:: Dataset rows ::
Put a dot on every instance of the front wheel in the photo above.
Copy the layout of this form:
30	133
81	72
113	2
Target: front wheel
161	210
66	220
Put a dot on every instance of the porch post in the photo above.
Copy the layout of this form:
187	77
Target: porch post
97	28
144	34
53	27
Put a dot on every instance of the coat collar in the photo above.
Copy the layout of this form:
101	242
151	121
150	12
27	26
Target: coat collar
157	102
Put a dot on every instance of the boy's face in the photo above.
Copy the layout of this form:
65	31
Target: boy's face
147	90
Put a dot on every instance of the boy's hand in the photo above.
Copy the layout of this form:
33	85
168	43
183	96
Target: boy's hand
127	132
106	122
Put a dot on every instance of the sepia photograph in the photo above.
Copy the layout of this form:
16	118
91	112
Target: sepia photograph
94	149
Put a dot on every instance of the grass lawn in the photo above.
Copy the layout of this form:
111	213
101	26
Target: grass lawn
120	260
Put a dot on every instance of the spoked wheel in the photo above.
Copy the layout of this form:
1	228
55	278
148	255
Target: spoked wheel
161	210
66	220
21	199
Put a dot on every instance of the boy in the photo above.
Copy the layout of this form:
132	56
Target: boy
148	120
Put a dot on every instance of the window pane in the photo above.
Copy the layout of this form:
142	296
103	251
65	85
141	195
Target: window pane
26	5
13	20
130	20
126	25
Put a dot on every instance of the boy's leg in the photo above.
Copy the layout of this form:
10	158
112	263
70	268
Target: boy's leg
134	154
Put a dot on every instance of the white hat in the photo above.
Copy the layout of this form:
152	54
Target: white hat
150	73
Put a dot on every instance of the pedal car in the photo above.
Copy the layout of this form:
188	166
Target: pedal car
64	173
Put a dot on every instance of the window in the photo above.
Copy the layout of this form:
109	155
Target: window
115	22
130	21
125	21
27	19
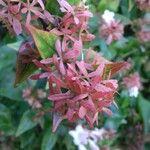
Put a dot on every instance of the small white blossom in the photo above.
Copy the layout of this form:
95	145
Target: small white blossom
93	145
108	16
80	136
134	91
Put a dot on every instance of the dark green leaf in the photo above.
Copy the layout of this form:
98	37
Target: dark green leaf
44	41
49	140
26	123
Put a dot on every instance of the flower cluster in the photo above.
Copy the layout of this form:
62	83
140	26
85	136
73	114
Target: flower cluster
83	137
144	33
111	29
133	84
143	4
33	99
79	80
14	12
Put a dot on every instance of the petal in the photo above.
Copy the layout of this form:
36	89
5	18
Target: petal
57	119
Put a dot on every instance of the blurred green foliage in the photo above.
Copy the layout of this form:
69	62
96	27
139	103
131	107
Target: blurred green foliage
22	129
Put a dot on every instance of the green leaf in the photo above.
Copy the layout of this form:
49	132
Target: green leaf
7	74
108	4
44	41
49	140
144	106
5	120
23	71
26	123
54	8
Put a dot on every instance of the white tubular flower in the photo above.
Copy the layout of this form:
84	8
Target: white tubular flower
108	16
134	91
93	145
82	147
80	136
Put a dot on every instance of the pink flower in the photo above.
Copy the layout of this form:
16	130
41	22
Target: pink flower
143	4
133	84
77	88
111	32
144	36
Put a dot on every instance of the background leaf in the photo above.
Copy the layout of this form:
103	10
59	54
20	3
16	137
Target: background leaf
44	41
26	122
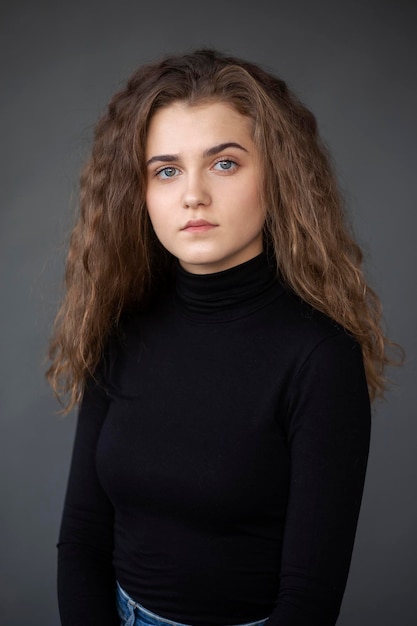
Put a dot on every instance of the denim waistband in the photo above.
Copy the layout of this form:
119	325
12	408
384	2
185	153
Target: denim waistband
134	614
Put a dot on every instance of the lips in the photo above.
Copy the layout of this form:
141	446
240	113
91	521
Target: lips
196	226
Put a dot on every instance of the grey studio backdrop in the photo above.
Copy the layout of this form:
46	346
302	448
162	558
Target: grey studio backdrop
...
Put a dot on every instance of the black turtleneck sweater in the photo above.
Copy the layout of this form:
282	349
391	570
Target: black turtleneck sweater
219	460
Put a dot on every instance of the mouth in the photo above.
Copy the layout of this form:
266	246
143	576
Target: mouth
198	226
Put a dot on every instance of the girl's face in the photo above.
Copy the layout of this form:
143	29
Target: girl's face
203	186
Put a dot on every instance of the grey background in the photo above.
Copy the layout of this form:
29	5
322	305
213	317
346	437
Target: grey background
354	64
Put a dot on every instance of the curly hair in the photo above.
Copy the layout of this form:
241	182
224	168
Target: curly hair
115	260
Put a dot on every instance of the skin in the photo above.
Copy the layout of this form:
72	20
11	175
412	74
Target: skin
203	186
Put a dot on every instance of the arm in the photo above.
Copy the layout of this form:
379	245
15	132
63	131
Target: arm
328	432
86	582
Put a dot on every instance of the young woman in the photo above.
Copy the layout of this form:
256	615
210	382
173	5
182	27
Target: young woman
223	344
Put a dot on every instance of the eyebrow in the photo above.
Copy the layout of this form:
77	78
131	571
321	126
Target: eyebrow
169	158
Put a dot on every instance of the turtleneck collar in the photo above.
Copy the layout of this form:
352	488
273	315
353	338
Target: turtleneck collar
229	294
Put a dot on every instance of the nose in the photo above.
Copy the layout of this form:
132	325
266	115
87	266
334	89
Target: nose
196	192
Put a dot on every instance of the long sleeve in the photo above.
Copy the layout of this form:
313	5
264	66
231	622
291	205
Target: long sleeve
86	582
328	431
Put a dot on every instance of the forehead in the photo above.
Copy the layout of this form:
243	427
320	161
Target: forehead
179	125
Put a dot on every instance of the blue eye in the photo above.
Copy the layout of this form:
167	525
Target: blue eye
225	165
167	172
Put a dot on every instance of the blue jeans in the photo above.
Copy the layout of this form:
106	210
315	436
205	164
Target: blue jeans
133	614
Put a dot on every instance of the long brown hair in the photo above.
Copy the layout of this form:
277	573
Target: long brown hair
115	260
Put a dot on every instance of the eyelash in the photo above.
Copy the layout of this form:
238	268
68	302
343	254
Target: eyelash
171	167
...
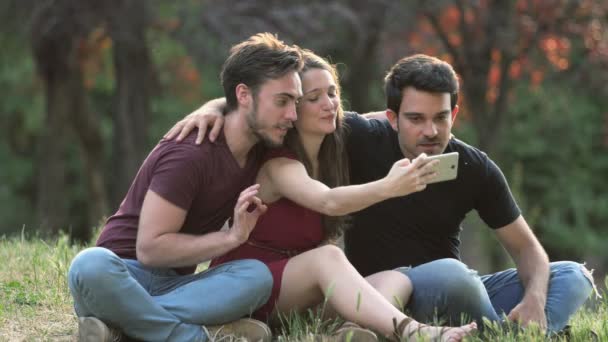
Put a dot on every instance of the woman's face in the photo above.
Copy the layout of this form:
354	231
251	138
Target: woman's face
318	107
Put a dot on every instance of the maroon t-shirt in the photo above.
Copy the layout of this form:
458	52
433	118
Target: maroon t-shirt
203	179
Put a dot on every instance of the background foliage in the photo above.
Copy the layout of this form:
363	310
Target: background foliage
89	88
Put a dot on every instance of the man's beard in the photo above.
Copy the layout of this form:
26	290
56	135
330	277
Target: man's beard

:: YOUR OBJECTIVE ::
Gather every line of the records that contains the word "eyelash", taking letter case into account.

:: SOLUTION ::
Put a dot on every instance of the eyelash in the photo above.
Target: eyelash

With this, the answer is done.